## Your objective
The entries that follow need to be printed exactly as they are, minus any pictures.

Records provided below:

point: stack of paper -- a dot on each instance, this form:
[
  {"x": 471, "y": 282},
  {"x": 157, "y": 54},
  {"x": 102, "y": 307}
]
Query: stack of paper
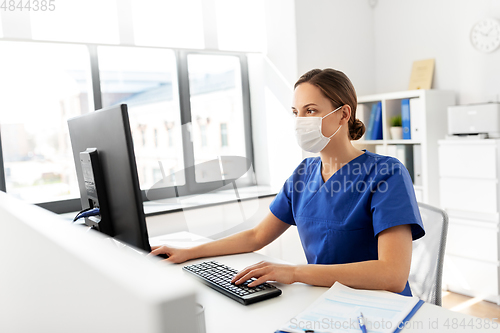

End of Records provided.

## Exercise result
point: stack of paper -- a dot on each instance, this form:
[
  {"x": 471, "y": 282},
  {"x": 157, "y": 54},
  {"x": 102, "y": 307}
]
Query: stack of paper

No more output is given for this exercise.